**WHAT TO DO:**
Convert all of the lines below into a numbered list, skipping any blank lines. Leave the pictures out of your answer.

**TASK DATA:**
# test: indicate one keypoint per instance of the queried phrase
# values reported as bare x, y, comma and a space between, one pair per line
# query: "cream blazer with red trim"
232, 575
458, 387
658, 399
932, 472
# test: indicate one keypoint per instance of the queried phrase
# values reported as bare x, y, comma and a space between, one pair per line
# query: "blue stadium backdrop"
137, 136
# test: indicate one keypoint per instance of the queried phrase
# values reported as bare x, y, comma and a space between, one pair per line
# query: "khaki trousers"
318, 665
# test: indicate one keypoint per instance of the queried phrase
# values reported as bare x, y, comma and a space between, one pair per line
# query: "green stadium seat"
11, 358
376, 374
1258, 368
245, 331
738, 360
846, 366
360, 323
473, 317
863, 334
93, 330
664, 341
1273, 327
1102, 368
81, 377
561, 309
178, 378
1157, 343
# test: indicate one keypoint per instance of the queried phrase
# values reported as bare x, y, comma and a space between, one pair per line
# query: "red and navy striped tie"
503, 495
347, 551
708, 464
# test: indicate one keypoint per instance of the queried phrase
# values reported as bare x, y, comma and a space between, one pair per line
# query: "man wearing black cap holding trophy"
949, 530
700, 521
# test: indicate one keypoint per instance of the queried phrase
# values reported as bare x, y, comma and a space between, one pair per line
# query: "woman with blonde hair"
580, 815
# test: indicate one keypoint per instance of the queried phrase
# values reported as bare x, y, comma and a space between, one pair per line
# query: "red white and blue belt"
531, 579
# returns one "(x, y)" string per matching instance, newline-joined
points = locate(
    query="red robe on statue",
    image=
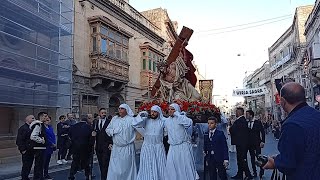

**RESPONSE TO THIS EXERCISE:**
1. # test: indicate one keypoint per instance of the queried phrase
2. # values reported as bare x, y, comma and a space between, one pair per line
3. # query: "cream blazer with red trim"
4. 232, 575
5. 458, 387
6. 658, 399
7. 932, 472
8. # test: indicate one keypoint per instance of the queried phrase
9. # values reported as bare x, y, comma and a space between, one pair per line
10. # query: "blue stadium backdrop"
11. 137, 136
12. # test: indicate one keypoint per instance of the queried phrase
13. # values reported as bare x, y, comma and a space between, one pair per line
14. # query: "khaki trousers"
15. 318, 665
16. # test: indicate one keypoint per instance of the queried phrase
17. # values reported as bare x, y, comma and a space between, one pair per line
18. # query: "green stadium seat"
19. 11, 358
20. 376, 374
21. 1258, 368
22. 245, 331
23. 738, 360
24. 846, 366
25. 360, 323
26. 473, 317
27. 863, 334
28. 93, 330
29. 664, 341
30. 1273, 327
31. 1102, 368
32. 81, 377
33. 561, 309
34. 178, 378
35. 1157, 343
36. # test: indicate one keypoint per instance of the queried phrase
37. # values reported as bare x, y, comma and a space between, one pair per line
38. # query: "red and navy striped tie"
39. 503, 495
40. 347, 551
41. 708, 464
42. # test: indicate one keypoint per instance of the queried phrase
43. # values reported as bare x, y, comma and a space between, one pair per line
44. # query: "man wearing black cap holding trophy"
45. 949, 530
46. 700, 521
47. # test: indicate one keypoint per instance of the queried phrase
48. # values reported as bare x, y, comma and a space between, one pair per line
49. # query: "woman with blonde hair"
50. 580, 815
51. # test: indicate one keypoint per instance of the queried phrase
52. # values reported as bare x, y, comma and a space between, one pair per line
53. # query: "red white and blue belt"
54. 531, 579
55. # returns one "(x, y)" string per matching instance, newline-joined
56. points = locate(
57.     query="red robe on statue",
58.     image=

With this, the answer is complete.